● **Your objective**:
Copy out every line below that contains the word "blue". Matches must agree in case.

········

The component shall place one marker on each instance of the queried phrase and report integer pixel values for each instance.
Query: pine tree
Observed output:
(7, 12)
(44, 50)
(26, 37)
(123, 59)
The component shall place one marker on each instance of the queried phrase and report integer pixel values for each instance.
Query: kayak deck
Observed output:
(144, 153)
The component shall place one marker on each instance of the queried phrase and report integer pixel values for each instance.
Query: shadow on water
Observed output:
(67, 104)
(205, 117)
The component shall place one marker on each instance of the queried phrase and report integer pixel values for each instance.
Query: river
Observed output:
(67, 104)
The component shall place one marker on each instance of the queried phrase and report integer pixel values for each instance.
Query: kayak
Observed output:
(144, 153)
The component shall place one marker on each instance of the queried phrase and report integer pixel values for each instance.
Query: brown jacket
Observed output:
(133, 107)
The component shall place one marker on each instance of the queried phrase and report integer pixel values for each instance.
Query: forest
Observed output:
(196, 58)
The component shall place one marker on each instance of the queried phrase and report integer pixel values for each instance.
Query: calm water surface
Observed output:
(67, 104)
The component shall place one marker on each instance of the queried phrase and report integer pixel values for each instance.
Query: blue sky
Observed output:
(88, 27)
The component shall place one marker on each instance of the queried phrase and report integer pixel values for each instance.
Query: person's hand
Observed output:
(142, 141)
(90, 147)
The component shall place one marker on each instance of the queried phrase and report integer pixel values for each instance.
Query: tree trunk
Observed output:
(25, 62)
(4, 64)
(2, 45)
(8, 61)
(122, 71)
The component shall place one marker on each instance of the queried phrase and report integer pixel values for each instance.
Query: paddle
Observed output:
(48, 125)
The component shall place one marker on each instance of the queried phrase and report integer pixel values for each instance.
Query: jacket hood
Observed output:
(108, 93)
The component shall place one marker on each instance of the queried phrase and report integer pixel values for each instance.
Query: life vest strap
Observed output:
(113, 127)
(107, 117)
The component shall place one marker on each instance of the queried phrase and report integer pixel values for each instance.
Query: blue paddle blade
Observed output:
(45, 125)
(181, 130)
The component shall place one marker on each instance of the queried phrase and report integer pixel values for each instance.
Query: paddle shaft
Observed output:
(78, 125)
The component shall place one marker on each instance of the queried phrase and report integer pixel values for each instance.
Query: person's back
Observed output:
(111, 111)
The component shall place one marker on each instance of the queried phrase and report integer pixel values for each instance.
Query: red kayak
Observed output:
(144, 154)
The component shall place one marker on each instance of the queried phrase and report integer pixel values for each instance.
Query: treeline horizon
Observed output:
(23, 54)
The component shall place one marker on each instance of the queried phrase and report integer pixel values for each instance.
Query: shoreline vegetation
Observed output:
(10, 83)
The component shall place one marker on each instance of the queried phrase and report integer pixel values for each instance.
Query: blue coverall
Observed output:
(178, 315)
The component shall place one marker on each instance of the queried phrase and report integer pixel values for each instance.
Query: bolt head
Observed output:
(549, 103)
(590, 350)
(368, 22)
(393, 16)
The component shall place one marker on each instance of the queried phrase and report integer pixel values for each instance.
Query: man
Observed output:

········

● **Final result**:
Query: blue sky
Query: blue paddle blade
Query: blue coverall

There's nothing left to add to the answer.